[Items excerpted from a collection]

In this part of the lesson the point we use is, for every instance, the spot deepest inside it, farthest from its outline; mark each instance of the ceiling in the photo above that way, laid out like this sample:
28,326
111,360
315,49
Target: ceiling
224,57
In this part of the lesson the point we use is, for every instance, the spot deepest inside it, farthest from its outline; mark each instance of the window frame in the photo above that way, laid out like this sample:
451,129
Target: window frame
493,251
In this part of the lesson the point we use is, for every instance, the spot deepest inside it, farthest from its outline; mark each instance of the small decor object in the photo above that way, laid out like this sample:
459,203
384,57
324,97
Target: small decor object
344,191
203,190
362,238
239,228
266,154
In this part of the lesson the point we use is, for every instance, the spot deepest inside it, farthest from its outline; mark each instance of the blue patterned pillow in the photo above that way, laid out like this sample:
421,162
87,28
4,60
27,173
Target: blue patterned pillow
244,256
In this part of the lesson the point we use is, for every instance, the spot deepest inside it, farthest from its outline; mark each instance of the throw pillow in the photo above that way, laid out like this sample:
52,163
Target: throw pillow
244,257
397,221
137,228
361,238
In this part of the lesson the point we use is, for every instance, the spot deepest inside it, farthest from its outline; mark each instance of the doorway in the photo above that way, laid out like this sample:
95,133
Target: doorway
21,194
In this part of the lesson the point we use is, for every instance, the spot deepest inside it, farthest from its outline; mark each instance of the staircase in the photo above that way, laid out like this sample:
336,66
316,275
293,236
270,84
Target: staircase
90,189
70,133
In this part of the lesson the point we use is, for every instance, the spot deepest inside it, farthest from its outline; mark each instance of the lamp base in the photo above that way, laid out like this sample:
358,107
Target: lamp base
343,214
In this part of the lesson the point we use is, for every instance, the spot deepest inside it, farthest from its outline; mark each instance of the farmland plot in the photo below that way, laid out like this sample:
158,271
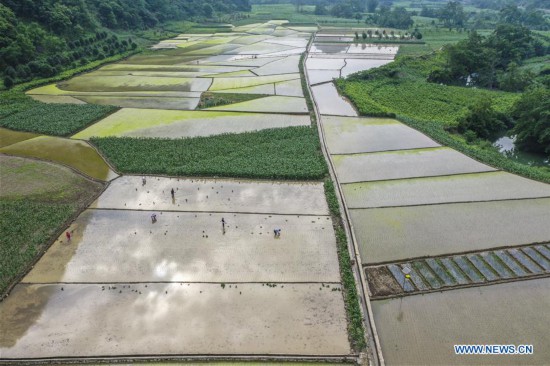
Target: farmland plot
175,124
497,314
398,233
75,154
489,186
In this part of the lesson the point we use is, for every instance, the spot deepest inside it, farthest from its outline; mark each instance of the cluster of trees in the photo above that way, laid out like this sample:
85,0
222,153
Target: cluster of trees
492,61
40,38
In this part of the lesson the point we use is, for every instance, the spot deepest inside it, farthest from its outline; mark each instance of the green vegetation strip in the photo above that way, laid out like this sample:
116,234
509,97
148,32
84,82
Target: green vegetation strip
26,227
209,100
400,90
351,297
285,153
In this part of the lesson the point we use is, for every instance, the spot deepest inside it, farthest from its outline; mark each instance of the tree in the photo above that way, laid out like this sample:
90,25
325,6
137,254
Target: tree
452,15
371,5
8,82
482,119
532,115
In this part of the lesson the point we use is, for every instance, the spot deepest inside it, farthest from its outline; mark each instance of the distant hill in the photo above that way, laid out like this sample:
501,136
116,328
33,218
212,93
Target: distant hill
43,37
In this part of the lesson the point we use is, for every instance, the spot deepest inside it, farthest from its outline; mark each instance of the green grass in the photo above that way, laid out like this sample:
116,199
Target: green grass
55,119
218,99
26,227
285,153
400,90
20,112
36,200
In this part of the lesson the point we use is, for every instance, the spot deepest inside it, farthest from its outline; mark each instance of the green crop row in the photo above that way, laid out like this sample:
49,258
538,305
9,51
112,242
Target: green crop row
283,153
356,331
209,99
26,228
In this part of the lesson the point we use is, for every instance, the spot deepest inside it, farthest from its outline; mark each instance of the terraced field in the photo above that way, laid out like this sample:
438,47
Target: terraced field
171,267
426,219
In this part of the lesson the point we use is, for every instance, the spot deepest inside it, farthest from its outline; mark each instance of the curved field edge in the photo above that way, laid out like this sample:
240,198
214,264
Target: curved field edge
19,111
42,199
356,331
397,89
291,153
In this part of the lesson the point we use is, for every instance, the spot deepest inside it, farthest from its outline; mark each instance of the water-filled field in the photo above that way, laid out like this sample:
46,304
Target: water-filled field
404,164
330,102
489,186
422,330
398,233
172,318
142,251
348,135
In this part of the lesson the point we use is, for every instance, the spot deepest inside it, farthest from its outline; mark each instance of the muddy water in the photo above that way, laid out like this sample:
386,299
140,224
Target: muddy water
207,195
396,233
347,135
87,320
9,137
191,247
76,154
421,330
330,102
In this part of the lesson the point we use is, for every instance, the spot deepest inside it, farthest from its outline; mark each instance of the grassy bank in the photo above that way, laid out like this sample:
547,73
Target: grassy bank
283,153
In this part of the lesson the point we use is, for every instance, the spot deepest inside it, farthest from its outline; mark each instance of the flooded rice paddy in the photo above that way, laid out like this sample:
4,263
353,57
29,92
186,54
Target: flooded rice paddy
411,198
175,124
404,164
75,154
9,137
259,60
330,102
488,186
142,251
399,233
349,135
79,320
422,330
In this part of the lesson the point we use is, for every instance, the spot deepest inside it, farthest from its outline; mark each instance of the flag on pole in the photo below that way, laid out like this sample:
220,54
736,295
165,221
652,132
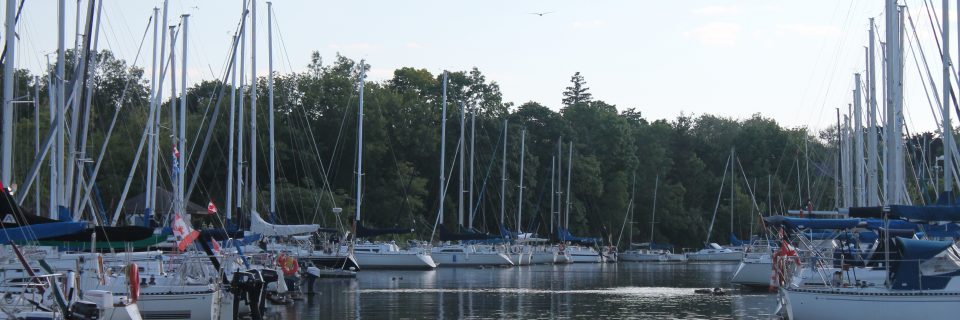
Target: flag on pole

**What the exercise asks:** Rewrite everything from the line containing "of the flooded" down to the end of the items above as a Markdown table with two columns, Row for the row number and Line for the line itself. Skip blank lines and leave the pictures out of the table.

**Full answer:**
| Row | Line |
|---|---|
| 1 | In this part of the lesson the point we use is, for every instance, the spot deepest inside it, farthest from its outline; mark each instance of the flooded rice paddy in the photo above that way, laid out like this sample: |
| 2 | 4,263 |
| 3 | 353,57 |
| 4 | 29,92 |
| 5 | 186,54 |
| 6 | Target: flooded rice paddy |
| 7 | 411,198 |
| 8 | 175,124 |
| 9 | 404,164 |
| 10 | 75,154 |
| 11 | 9,137 |
| 12 | 259,60 |
| 13 | 330,102 |
| 14 | 488,186 |
| 15 | 142,251 |
| 16 | 399,233 |
| 17 | 349,135 |
| 18 | 79,320 |
| 19 | 422,330 |
| 20 | In this part of the lesson the point we use is, for every instance, the spot deepest inside it, farthest from its outline; mark each instance of the flag on pole in the photo below that way, laid out like this sample: |
| 21 | 220,54 |
| 22 | 736,295 |
| 23 | 165,221 |
| 24 | 652,132 |
| 25 | Target: flag on pole |